- What to do -
Convert everything from the line containing "at the navy" down to the last of the entries below into a numbered list, omitting any blank lines.

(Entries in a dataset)
========

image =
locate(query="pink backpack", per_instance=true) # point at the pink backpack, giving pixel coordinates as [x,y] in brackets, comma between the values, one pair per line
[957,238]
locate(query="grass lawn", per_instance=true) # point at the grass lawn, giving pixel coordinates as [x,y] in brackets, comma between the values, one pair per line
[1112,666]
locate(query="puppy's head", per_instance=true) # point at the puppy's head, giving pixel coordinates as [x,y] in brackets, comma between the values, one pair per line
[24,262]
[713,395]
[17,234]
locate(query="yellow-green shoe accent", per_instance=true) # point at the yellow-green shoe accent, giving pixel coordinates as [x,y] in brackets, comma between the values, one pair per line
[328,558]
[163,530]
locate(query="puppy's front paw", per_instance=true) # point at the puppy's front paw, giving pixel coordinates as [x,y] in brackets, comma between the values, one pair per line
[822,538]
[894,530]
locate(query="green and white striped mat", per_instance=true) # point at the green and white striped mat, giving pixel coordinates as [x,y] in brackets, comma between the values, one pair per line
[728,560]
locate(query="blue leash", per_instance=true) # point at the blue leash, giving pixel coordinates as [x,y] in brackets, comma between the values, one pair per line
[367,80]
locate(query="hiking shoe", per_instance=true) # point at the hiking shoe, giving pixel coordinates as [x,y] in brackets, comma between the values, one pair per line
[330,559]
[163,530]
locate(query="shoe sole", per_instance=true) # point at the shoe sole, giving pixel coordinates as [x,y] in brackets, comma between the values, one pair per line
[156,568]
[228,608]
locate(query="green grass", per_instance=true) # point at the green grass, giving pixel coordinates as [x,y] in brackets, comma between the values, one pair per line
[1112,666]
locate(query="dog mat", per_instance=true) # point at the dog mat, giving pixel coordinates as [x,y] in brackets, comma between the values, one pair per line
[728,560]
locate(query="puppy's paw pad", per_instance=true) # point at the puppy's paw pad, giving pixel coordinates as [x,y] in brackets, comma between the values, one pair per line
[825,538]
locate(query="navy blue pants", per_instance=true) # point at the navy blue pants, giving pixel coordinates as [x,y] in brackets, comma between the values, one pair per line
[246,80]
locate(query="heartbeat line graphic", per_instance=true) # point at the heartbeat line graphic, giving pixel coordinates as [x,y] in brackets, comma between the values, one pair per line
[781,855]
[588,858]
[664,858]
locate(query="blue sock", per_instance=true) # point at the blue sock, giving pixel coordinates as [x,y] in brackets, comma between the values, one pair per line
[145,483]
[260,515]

========

- The solution -
1. locate(query="navy blue pants", per_instance=true) # point at the navy blue pants, giving pixel coordinates as [x,y] in brackets, comma between the values, one pair per line
2. [246,80]
3. locate(query="heartbeat line graphic", per_instance=true) # point at the heartbeat line graphic, giving pixel coordinates as [x,y] in brackets, comma between the values, one pair per line
4. [781,855]
5. [588,858]
6. [664,858]
7. locate(query="blue sock", per_instance=true) # point at the blue sock, giving pixel coordinates as [x,y] in brackets, comma between the values, one pair per line
8. [145,483]
9. [260,515]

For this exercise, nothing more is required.